Your goal: Lay out the records as a numbered list, from their first line up to and including the line with "[95,105,140,136]". Leave out any blank lines.

Material for this task:

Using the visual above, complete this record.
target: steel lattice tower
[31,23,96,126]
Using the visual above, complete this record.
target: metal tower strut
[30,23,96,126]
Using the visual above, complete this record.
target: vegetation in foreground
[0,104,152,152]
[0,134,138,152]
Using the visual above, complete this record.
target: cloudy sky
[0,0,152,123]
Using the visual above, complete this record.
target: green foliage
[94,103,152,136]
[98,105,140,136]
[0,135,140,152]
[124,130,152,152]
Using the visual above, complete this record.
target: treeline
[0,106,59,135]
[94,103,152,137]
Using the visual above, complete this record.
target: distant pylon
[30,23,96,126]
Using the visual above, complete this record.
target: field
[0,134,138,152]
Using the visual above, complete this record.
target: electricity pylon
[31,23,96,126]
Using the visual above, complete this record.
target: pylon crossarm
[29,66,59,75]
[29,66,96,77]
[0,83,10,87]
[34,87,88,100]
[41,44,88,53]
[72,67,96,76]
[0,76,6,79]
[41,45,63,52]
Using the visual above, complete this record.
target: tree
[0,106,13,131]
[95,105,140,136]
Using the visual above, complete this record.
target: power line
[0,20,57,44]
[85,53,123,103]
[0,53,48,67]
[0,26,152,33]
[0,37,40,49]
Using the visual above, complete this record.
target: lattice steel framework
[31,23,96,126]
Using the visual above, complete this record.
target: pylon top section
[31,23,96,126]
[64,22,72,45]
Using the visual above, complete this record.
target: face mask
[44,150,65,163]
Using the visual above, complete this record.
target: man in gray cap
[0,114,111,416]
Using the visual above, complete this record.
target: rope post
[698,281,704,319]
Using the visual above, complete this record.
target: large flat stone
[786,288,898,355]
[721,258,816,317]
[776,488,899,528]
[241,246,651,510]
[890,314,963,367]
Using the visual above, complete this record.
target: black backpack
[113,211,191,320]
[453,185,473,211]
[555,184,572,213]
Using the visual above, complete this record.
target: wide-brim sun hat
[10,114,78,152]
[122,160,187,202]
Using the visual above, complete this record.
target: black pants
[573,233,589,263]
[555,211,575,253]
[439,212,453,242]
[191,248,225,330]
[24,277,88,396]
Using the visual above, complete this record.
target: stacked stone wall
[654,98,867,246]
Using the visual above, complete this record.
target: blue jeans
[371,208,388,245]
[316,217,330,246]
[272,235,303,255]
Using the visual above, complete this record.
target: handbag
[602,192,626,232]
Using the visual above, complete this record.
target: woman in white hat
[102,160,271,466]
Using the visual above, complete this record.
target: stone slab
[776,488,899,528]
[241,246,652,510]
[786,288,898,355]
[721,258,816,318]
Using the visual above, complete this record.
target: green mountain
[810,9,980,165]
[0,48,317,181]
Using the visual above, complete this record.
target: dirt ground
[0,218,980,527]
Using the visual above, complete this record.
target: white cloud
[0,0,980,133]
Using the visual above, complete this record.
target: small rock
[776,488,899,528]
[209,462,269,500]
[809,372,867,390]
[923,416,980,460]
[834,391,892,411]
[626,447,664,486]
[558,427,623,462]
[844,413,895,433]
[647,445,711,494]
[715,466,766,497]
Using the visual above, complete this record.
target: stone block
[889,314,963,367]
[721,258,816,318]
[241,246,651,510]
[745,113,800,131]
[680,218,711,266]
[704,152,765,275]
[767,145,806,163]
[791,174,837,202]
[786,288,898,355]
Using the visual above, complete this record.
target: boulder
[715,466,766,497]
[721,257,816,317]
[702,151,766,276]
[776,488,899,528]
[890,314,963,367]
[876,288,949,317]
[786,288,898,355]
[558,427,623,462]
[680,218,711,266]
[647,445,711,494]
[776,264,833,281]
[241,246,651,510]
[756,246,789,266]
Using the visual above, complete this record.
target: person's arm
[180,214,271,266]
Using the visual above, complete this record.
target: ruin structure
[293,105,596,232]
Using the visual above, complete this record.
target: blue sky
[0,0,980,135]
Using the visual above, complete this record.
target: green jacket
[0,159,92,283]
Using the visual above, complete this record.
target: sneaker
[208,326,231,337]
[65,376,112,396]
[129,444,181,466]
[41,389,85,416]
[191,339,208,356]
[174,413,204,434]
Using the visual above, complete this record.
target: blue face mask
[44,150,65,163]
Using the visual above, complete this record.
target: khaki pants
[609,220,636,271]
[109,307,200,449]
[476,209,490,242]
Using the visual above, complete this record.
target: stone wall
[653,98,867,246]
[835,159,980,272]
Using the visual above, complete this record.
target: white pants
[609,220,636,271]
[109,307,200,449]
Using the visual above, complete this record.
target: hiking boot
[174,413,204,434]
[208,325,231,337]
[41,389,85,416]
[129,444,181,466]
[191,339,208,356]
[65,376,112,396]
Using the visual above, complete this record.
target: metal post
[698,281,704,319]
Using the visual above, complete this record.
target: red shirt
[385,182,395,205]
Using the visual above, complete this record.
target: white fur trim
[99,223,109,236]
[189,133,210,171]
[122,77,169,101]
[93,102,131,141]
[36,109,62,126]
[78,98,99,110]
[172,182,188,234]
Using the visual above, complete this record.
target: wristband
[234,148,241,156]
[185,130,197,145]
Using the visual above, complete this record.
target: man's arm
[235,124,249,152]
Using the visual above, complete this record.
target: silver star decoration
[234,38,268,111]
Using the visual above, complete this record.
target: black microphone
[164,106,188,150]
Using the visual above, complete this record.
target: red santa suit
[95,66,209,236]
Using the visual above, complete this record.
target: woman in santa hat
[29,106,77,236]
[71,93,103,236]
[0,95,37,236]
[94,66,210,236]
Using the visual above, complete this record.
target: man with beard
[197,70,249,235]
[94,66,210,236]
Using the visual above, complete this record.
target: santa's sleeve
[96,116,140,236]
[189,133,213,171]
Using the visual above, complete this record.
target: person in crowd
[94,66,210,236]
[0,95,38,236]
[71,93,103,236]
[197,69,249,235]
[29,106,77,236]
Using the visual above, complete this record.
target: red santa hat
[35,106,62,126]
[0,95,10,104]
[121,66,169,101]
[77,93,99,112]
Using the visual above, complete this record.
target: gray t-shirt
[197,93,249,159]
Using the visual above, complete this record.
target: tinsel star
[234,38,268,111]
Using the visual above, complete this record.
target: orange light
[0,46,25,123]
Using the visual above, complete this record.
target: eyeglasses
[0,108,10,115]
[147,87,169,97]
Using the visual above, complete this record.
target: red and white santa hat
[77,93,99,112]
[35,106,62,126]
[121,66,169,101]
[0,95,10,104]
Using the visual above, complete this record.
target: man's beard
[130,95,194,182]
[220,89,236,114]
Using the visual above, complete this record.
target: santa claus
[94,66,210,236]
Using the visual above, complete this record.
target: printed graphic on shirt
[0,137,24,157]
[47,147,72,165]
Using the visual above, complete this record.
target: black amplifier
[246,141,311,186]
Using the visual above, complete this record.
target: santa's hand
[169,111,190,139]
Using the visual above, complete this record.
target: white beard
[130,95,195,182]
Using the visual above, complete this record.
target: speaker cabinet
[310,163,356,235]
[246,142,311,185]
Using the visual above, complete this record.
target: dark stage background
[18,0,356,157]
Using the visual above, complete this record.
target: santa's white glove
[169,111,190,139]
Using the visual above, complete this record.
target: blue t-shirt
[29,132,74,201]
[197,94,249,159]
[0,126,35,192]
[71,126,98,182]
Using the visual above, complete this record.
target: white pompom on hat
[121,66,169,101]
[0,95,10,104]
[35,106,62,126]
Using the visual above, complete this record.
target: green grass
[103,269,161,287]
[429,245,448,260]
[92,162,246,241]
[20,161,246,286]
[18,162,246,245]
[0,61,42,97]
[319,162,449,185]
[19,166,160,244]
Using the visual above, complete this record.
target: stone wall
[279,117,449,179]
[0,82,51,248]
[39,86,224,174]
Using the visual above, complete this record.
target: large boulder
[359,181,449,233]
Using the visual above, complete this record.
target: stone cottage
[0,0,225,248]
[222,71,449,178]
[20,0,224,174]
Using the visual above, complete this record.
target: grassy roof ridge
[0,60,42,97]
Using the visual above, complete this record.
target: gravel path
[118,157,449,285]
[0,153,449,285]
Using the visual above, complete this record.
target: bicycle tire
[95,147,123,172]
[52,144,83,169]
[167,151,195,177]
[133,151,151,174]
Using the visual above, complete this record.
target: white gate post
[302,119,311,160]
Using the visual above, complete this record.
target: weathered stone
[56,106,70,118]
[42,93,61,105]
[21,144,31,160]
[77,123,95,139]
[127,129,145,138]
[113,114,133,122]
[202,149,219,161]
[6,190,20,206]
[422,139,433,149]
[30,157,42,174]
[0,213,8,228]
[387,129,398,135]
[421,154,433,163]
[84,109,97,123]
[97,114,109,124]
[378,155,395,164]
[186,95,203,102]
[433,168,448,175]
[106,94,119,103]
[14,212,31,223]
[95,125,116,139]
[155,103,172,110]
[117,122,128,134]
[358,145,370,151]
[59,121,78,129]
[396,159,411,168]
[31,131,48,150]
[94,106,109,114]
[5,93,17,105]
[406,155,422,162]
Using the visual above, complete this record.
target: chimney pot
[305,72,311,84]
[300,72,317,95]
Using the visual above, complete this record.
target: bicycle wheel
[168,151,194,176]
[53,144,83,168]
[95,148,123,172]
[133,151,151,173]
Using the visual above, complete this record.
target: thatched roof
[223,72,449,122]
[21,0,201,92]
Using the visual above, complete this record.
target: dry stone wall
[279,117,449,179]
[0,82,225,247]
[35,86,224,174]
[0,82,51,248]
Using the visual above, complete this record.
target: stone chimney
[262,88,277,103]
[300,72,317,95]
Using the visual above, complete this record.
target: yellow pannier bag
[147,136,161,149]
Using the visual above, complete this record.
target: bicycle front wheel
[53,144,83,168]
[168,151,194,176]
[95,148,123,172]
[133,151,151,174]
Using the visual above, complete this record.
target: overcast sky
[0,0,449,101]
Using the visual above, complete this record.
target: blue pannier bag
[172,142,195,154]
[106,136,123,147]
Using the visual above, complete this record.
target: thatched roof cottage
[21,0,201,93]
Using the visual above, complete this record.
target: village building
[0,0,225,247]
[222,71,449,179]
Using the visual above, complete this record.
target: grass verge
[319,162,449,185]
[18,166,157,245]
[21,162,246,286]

Correct response:
1. Using the visual above, complete this record.
2. target: steel lattice tower
3. [31,23,96,126]
4. Using the visual above, complete this record.
5. target: metal tower strut
6. [30,23,96,126]
7. Using the visual above, complete this record.
8. target: vegetation in foreground
9. [0,104,152,152]
10. [0,134,138,152]
11. Using the visual above, complete this record.
12. target: cloudy sky
13. [0,0,152,123]
14. Using the visual above, complete this record.
15. target: green foliage
16. [94,103,152,136]
17. [98,105,140,136]
18. [0,135,140,152]
19. [124,130,152,152]
20. Using the visual above, complete this record.
21. target: treeline
22. [0,106,59,135]
23. [94,103,152,137]
24. Using the visual above, complete this record.
25. target: distant pylon
26. [30,23,96,126]
27. Using the visual above, complete this record.
28. target: field
29. [0,134,138,152]
30. Using the visual above, complete this record.
31. target: electricity pylon
32. [31,23,96,126]
33. Using the visual above, complete this record.
34. target: pylon crossarm
35. [29,66,59,75]
36. [29,66,96,77]
37. [0,83,10,87]
38. [34,87,88,100]
39. [41,44,88,53]
40. [72,67,96,76]
41. [0,76,6,79]
42. [41,45,63,52]
43. Using the visual above, complete this record.
44. target: tree
45. [0,106,13,131]
46. [95,105,140,136]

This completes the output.